> [Reading text]
▶

Indiana is in the midst of “one of the worst documented outbreaks of HIV among IV users in the past two decades,” said Dr. Jonathan Mermin, director of the National Center for HIV/AIDs, Viral Hepatitis, STD and TB Prevention at the U.S. Centers for Disease Control and Prevention. Since December, more than 140 cases have been reported in an area that previously reported no more than five cases a year.. The outbreak is tied to intravenous injection of the prescription opioid, oxymorphone (brand name: Opana).
To combat the epidemic, Mike Pence, governor of Indiana, declared a state of emergency and temporarily authorized a needle exchange program.
Gov. Pence should be commended for listening to public health officials, despite his own reservations about needle exchange programs. While stopping injection drug use is the best way to reduce a user’s risk of HIV infection, addiction may prevent many from taking this step. Accordingly, providing clean needles and syringes through syringe exchange programs is the next best option. Because most programs provide other health services, they can also help some addicts stop using.
Numerous studies have shown the effectives of syringe exchange programs in reducing HIV risk behaviors and infection. Nevertheless, SEPs have been controversial. Critics fear that making injection equipment easy to get will increase drug use. They are also concerned that the programs will increase crime and discarded needles and syringes in surrounding neighborhoods.

◀

> [Data shown]
▶

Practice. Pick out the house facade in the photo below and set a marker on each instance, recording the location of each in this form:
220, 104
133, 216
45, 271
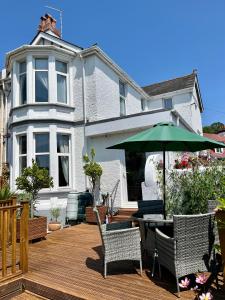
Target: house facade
61, 100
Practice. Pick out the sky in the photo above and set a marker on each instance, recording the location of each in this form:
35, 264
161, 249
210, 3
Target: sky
152, 40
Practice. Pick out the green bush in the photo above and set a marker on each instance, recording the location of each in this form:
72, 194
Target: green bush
31, 181
188, 192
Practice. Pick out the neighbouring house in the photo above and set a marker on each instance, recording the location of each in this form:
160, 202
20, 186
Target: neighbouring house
63, 99
217, 152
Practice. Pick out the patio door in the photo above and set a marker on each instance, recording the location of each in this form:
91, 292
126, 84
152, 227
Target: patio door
135, 167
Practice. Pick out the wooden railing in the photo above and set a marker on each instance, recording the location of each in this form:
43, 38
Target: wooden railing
14, 256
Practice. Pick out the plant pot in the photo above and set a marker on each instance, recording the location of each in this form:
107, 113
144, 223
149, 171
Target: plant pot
37, 228
90, 214
220, 216
53, 226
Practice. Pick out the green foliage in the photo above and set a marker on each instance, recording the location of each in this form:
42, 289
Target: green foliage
92, 169
213, 128
222, 203
5, 193
32, 180
55, 213
188, 192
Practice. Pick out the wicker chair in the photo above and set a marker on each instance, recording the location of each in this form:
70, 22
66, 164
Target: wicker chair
191, 248
120, 242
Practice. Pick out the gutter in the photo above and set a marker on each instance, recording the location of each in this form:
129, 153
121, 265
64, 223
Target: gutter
181, 119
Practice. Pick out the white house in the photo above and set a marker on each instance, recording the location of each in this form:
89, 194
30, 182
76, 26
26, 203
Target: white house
64, 99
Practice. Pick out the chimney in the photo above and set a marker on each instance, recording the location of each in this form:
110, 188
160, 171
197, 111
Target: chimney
48, 23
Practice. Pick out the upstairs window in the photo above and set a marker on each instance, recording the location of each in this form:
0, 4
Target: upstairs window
63, 159
22, 139
122, 98
168, 103
23, 82
41, 80
144, 105
61, 73
219, 150
42, 150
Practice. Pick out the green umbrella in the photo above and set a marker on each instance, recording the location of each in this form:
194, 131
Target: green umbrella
166, 137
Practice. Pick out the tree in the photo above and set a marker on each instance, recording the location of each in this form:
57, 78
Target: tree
94, 172
32, 180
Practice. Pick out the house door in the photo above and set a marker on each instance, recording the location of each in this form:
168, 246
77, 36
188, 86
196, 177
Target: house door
135, 167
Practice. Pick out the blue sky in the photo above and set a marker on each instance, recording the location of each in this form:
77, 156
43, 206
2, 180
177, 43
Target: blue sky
151, 40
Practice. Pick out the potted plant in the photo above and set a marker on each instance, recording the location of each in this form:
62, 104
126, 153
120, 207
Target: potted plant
220, 217
93, 170
54, 225
31, 181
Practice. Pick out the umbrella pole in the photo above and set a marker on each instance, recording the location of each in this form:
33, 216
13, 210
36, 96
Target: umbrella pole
164, 184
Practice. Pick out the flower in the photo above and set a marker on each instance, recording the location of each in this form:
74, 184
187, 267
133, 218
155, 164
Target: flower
184, 283
207, 296
201, 278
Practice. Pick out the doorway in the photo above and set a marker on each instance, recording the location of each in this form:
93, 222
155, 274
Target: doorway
135, 167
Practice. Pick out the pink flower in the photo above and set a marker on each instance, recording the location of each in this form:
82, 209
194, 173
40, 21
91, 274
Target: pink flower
207, 296
184, 283
201, 278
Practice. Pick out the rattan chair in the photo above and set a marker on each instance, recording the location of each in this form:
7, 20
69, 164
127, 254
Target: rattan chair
191, 248
119, 242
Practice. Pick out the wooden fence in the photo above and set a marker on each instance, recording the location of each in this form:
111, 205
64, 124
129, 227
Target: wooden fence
13, 255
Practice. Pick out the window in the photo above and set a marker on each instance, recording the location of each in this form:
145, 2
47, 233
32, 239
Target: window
23, 82
22, 153
219, 150
63, 159
61, 73
144, 104
168, 103
41, 80
122, 98
42, 150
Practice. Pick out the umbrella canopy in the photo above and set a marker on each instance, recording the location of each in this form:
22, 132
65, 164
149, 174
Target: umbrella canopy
166, 137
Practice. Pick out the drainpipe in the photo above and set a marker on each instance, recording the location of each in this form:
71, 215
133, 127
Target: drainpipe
84, 108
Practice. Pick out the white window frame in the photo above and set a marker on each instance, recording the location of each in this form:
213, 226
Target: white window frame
219, 150
144, 104
19, 75
122, 98
63, 154
24, 154
40, 70
67, 80
164, 103
42, 153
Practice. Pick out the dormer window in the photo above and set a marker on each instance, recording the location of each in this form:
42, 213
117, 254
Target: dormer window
61, 73
23, 82
41, 80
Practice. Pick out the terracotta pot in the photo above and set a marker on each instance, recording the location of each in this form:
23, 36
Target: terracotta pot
53, 226
90, 215
220, 216
37, 228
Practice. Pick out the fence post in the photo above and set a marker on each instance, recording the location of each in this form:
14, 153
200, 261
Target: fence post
24, 236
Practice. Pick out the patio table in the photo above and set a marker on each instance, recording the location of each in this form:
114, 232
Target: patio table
147, 226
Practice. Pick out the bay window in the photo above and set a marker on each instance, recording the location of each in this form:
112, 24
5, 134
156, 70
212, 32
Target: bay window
61, 73
22, 139
42, 150
41, 80
23, 82
63, 159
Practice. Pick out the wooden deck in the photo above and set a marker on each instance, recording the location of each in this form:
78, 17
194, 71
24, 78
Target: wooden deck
70, 262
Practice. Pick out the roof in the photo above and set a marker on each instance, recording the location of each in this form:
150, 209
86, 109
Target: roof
215, 137
171, 85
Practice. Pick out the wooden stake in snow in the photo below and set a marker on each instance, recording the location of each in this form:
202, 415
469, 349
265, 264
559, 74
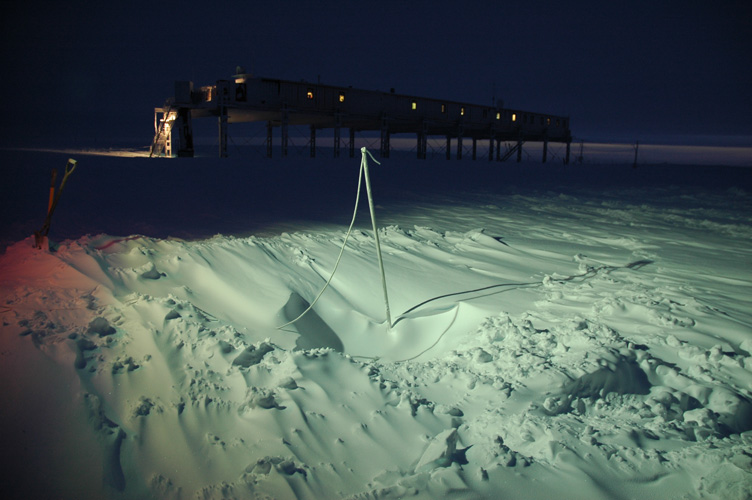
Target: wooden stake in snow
40, 235
364, 164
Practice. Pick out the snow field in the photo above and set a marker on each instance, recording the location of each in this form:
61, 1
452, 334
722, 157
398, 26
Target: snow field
544, 344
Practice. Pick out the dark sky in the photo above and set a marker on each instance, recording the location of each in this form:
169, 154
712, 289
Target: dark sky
91, 72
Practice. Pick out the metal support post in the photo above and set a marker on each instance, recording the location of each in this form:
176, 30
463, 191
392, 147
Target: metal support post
313, 141
285, 137
185, 133
269, 136
337, 125
223, 132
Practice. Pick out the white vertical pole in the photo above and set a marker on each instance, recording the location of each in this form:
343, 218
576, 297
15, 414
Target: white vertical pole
364, 161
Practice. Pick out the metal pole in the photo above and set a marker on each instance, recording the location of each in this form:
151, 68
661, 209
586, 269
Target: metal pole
364, 161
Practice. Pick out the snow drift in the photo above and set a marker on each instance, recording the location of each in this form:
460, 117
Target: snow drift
588, 340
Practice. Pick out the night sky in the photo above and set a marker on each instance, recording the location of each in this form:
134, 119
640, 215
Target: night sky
90, 73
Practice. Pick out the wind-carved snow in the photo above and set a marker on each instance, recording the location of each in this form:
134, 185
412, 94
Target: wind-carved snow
570, 348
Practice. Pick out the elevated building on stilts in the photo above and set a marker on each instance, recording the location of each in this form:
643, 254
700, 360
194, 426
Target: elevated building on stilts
282, 104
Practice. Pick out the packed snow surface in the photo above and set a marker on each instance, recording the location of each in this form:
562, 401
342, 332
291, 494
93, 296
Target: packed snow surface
586, 340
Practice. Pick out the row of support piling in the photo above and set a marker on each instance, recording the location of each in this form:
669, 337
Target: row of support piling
494, 150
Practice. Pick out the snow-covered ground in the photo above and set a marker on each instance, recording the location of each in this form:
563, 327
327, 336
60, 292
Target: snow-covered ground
558, 331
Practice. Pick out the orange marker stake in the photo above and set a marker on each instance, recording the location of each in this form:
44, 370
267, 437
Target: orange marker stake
52, 190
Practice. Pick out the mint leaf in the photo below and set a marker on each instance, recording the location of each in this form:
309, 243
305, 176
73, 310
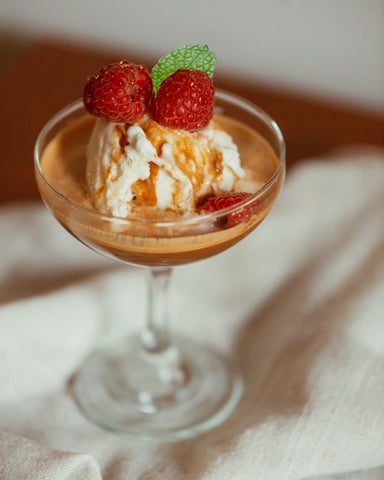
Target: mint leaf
194, 57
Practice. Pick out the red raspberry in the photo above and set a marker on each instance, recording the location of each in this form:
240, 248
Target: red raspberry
121, 92
220, 202
185, 100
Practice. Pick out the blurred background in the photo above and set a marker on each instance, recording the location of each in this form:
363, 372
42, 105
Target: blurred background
317, 67
330, 48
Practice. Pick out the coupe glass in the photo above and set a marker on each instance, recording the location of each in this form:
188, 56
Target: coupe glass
157, 385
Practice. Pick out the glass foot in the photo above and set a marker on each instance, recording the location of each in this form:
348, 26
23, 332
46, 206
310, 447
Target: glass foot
171, 395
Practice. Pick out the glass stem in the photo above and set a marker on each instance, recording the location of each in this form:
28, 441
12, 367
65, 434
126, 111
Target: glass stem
155, 337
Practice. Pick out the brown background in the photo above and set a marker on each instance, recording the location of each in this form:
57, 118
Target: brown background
47, 76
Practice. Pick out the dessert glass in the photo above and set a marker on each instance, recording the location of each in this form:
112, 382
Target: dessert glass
156, 385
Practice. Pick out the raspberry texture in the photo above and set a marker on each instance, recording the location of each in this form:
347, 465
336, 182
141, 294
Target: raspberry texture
121, 92
185, 100
242, 214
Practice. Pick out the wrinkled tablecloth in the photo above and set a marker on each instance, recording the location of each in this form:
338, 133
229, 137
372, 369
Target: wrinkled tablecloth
299, 305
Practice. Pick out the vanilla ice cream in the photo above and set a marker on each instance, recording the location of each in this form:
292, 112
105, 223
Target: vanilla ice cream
147, 164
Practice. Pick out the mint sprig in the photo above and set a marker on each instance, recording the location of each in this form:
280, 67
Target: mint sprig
194, 57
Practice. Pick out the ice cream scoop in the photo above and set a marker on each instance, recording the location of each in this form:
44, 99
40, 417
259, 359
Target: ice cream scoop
146, 164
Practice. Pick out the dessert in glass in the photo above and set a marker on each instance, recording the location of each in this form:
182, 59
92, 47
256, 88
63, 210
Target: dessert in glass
156, 194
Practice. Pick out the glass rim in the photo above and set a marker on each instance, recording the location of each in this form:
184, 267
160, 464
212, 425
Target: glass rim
185, 220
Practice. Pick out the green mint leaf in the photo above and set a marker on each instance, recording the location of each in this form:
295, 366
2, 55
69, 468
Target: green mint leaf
194, 57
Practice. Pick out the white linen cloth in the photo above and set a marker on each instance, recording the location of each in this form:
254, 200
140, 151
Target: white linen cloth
299, 304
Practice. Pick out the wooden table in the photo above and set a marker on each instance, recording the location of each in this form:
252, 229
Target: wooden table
50, 75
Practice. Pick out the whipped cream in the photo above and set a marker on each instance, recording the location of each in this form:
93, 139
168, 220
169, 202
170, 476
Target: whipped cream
146, 164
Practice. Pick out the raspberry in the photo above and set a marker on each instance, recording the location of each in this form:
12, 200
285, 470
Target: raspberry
242, 214
185, 100
121, 92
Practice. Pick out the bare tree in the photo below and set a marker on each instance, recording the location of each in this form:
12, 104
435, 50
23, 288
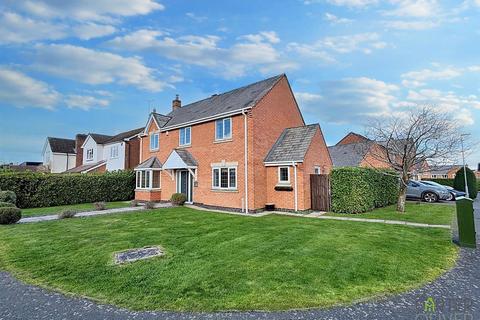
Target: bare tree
411, 143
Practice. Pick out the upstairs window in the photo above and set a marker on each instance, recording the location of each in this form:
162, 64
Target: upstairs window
89, 154
223, 129
113, 152
283, 175
185, 136
154, 141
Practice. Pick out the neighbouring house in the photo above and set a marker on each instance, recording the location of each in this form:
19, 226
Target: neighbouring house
238, 150
58, 154
355, 150
100, 153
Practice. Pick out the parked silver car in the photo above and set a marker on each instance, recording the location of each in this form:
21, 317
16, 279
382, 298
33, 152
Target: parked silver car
428, 193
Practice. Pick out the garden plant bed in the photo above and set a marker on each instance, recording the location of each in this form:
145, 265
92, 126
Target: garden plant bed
225, 262
414, 212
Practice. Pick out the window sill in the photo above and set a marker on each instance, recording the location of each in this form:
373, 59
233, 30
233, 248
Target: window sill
225, 190
223, 140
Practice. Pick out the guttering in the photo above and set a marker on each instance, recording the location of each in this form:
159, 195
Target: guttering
206, 119
245, 166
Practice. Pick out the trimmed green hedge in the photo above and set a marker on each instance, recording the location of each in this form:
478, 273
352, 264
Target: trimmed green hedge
45, 190
356, 190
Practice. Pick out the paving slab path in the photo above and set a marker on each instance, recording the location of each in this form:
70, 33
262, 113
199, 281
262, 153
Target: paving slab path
456, 295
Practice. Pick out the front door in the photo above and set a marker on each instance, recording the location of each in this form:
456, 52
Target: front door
185, 184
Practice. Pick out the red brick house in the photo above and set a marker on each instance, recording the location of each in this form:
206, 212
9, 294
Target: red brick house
238, 150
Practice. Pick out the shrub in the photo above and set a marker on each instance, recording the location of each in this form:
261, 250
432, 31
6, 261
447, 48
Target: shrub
459, 182
149, 205
6, 204
35, 189
178, 199
101, 205
134, 203
356, 190
10, 215
66, 214
8, 196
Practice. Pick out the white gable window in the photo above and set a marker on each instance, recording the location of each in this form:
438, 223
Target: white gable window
154, 141
114, 152
185, 136
283, 175
223, 129
224, 178
90, 154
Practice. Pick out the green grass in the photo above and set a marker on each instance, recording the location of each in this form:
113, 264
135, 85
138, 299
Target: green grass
414, 212
224, 262
32, 212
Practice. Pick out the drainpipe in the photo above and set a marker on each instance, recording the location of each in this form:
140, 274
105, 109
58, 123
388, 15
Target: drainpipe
296, 190
245, 166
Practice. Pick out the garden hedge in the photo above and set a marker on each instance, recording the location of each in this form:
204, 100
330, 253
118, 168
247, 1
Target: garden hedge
45, 190
356, 190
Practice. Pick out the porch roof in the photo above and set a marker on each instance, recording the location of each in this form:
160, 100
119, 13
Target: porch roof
180, 159
150, 163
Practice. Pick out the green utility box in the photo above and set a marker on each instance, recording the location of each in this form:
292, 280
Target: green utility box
466, 223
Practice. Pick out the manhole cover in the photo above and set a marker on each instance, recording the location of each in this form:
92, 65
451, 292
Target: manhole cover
132, 255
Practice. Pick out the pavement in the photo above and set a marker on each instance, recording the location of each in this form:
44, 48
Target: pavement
455, 295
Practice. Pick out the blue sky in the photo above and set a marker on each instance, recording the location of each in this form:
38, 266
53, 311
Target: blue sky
68, 67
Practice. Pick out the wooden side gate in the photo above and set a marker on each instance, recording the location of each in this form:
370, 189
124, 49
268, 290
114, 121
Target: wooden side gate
320, 192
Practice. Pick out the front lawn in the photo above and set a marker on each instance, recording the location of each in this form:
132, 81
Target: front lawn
225, 262
32, 212
414, 212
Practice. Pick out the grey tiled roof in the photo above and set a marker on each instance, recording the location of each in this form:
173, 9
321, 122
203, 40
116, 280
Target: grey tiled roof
124, 135
349, 155
100, 138
292, 145
187, 157
230, 101
61, 145
150, 163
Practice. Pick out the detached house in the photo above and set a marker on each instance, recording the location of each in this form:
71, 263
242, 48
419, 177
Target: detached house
100, 153
58, 154
238, 150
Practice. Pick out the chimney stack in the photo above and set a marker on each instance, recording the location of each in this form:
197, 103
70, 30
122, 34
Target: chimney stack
176, 104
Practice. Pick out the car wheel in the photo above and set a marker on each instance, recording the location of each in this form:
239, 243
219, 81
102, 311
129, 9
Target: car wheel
451, 197
430, 197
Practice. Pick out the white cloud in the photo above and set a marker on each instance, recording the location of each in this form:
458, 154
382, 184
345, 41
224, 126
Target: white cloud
91, 30
326, 48
251, 50
88, 10
85, 102
95, 67
336, 20
21, 90
17, 29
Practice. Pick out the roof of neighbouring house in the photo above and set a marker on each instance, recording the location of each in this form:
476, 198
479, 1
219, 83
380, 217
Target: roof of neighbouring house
61, 145
349, 155
124, 135
150, 163
231, 101
292, 145
86, 167
100, 138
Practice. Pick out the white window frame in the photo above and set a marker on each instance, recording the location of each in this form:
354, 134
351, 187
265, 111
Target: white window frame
152, 135
279, 175
183, 131
149, 172
229, 187
114, 152
89, 155
224, 137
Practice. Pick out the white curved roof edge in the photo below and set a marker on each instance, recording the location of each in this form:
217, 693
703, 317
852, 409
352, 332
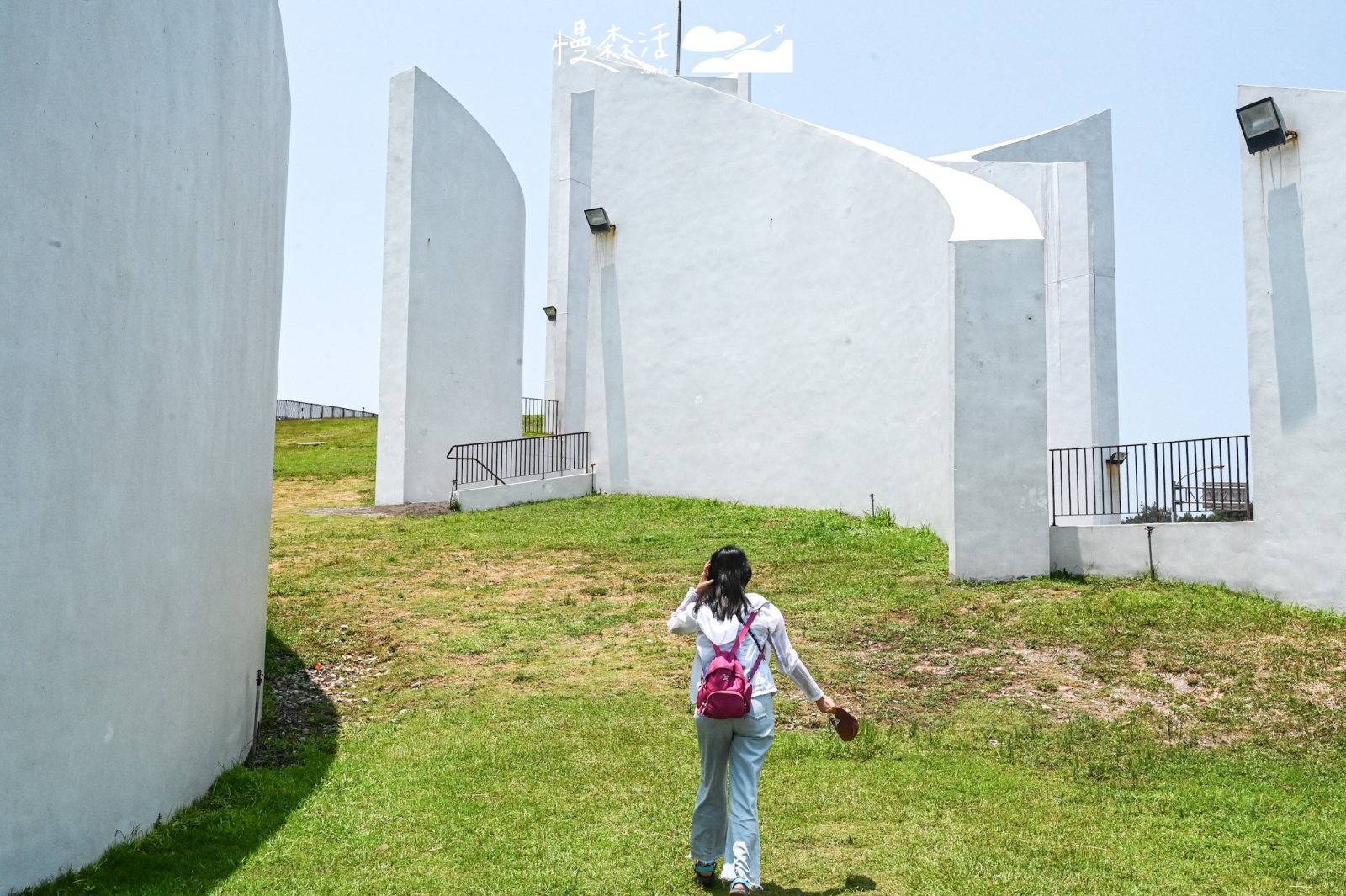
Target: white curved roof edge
971, 155
980, 210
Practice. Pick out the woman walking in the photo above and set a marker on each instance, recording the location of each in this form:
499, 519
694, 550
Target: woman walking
737, 633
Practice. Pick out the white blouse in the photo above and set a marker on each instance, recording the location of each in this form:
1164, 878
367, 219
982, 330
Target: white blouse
769, 630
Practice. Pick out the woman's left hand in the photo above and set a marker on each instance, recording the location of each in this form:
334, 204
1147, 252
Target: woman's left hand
706, 581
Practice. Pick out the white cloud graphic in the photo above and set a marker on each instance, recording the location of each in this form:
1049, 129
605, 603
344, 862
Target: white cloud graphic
707, 40
780, 61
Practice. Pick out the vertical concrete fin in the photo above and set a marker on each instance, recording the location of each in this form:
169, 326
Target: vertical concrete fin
999, 411
453, 292
1083, 294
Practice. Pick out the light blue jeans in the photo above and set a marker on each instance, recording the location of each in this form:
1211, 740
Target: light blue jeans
724, 821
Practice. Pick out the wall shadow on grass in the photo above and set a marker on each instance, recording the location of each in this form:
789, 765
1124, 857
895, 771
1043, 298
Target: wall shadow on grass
205, 842
854, 884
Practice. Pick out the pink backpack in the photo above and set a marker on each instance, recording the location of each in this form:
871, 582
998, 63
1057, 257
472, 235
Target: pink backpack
726, 692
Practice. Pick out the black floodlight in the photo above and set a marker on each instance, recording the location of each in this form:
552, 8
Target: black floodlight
598, 220
1263, 125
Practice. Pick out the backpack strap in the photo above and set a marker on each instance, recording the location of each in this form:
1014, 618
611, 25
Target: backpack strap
760, 657
738, 642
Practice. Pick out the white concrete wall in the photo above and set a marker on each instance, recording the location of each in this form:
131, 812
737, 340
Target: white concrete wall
1065, 177
451, 365
1216, 554
1296, 265
145, 151
774, 319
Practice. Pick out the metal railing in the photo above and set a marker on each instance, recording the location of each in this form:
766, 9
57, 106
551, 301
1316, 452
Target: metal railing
497, 463
1189, 480
309, 411
542, 416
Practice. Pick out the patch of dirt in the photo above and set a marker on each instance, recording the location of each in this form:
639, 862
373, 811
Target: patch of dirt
423, 509
300, 713
294, 494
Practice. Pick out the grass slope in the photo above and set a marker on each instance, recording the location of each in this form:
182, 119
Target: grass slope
513, 718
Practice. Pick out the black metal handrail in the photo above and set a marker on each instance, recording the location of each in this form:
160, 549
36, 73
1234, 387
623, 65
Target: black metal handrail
518, 459
287, 409
1188, 480
542, 416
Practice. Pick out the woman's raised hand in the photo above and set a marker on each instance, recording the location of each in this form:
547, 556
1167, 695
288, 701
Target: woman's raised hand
706, 581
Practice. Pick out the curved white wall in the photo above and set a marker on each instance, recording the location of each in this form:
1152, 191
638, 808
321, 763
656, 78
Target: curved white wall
787, 315
451, 361
145, 151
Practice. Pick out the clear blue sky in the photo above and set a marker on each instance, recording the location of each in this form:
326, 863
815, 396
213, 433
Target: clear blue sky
928, 78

◀

> [Things to do]
a - In the piece on Indiana's HIV outbreak, what fears do critics of syringe exchange programs have about them?
b - Carry the piece on Indiana's HIV outbreak forward from its final sentence.

> [Expected results]
a -
- Making injection equipment easy to get will increase drug use.
- The programs will increase crime in surrounding neighborhoods.
- The programs will increase discarded needles and syringes in surrounding neighborhoods.

b -
However, studies have shown that syringe exchange programs neither increase drug use among existing users or new users, nor increase crime or discarded injection equipment where they operate. With evidence of significant benefit, and few harmful effects, public health organizations, from the CDC to the World Health Organization, recommend syringe exchange programs as an essential component to HIV prevention programs.
Despite the evidence supporting the effectiveness of SEPs for HIV prevention, they remain illegal in most states because of drug paraphernalia laws and the long-standing federal ban on funding. Drug paraphernalia laws were adopted as part of Nixon’s “War on Drugs’ (before the AIDS epidemic) and prohibit possession or distribution of injection equipment.
Although some state and local governments and nongovernmental organizations have funded syringe exchange programs, these entities lack the financial stability that federal programs have, and some groups have been reluctant to support them given the federal government’s perceived disapproval.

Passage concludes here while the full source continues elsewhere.